It was only natural that the new masters adopted, with certain modifications, the administrative and fiscal systems of the conquered countries. For similar reasons Islâm had to complete its spiritual store from the well-ordered wealth of that of its new adherents. Recent research shows most clearly, that Islâm, in after times so sharply opposed to other religions and so strongly armed against foreign influence, in the first century borrowed freely and simply from the "People of Scripture" whatever was not evidently in contradiction to the Qorân. This was to be expected; had not Mohammed from the very beginning referred to the "people of the Book" as "those who know"? When painful experience induced him afterwards to accuse them of corruption of their Scriptures, this attitude necessitated a certain criticism but not rejection of their tradition. The ritual, only provisionally regulated and continually liable to change according to prophetic inspiration in Mohammed's lifetime, required unalterable rules after his death. Recent studies[1] have shown in an astounding way, that the Jewish ritual, together with the religious rites of the Christians, strongly influenced the definite shape given to that of Islâm, while indirect influence of the Parsî religion is at least probable.
[Footnote 1: The studies of Professors C.H. Becker, E. Mittwoch, and
A.J. Wensinck, especially taken in connection with older ones of Ignaz
Goldziher, have thrown much light upon this subject.]
So much for the rites of public worship and the ritual purity they require. The method of fasting seems to follow the Jewish model, whereas the period of obligatory fasting depends on the Christian usage.

◆ Given exercise 1
Count the lines of the records that contain the string "thin", and give only that number.
The passage and the records that follow it come from separate sources.

◆ Provided data
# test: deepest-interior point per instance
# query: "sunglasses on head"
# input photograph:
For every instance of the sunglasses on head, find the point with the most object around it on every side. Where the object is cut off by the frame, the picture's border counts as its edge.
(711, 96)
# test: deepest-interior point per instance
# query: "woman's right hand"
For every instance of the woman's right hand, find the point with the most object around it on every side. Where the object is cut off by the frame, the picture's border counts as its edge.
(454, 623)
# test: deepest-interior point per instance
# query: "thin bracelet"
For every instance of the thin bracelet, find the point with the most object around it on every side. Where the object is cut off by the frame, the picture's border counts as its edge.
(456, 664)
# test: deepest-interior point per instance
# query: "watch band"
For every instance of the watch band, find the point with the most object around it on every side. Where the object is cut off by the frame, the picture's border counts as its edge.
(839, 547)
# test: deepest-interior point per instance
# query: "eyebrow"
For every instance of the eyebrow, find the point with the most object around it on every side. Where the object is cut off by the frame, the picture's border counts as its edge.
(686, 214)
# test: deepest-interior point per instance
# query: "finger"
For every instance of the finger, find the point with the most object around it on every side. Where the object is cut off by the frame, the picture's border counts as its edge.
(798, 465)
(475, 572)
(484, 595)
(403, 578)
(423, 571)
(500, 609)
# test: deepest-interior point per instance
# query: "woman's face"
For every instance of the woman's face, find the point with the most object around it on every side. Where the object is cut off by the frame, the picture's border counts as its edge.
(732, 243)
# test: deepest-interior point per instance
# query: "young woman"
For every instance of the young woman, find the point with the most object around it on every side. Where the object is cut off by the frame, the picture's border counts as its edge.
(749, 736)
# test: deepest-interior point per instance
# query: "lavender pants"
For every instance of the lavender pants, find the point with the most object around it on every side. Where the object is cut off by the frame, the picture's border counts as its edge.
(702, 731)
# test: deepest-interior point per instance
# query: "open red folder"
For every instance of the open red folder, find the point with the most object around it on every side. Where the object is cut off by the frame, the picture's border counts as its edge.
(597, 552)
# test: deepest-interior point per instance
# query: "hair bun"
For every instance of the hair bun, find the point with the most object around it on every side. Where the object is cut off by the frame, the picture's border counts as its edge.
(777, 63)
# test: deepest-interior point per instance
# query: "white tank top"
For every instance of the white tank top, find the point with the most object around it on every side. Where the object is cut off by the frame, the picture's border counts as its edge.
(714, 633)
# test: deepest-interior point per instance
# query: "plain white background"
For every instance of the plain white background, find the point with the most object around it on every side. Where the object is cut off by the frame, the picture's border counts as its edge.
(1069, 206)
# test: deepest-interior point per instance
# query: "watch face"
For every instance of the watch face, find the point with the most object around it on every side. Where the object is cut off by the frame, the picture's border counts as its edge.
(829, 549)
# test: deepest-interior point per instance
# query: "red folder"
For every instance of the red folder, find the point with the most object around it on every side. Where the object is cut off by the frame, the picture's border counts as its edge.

◆ Given exercise 2
Resume the passage on the shaping of Islamic ritual, continuing on from its last sentence.

◆ Task answer 1
2

◆ Task answer 2
Mohammed's fragmentary and unsystematic accounts of sacred history were freely drawn from Jewish and Christian sources and covered the whole period from the creation of the world until the first centuries of the Christian era. Of course, features shocking to the Moslim mind were dropped and the whole adapted to the monotonous conception of the Qorân. With ever greater boldness the story of Mohammed's own life was exalted to the sphere of the supernatural; here the Gospel served as example. Though Mohammed had repeatedly declared himself to be an ordinary man chosen by Allah as the organ of His revelation, and whose only miracle was the Qorân, posterity ascribed to him a whole series of wonders, evidently invented in emulation of the wonders of Christ. The reason for this seems to have been the idea that none of the older prophets, not even Jesus, of whom the Qorân tells the greatest wonders, could have worked a miracle without Mohammed, the Seal of the prophets, having rivalled or surpassed him in this respect. Only Jesus was the Messiah; but this title did not exceed in value different titles of other prophets, and Mohammed's special epithets were of a higher order. A relative sinlessness Mohammed shared with Jesus; the acceptance of this doctrine, contradictory to the original spirit of the Qorân, had moreover a dogmatic motive: it was considered indispensable to raise the text of the Qorân above all suspicion of corruption, which suspicion would not be excluded if the organ of the Revelation were fallible.
This period of naively adopting institutions, doctrines, and traditions was soon followed by an awakening to the consciousness that Islâm could not well absorb any more of such foreign elements without endangering its independent character. Then a sorting began; and the assimilation of the vast amount of borrowed matter, that had already become an integral part of Islâm, was completed by submitting the whole to a peculiar treatment. It was carefully divested of all marks of origin and labelled hadîth,[1] so that henceforth it was regarded as emanations from the wisdom of the Arabian Prophet, for which his followers owed no thanks to foreigners.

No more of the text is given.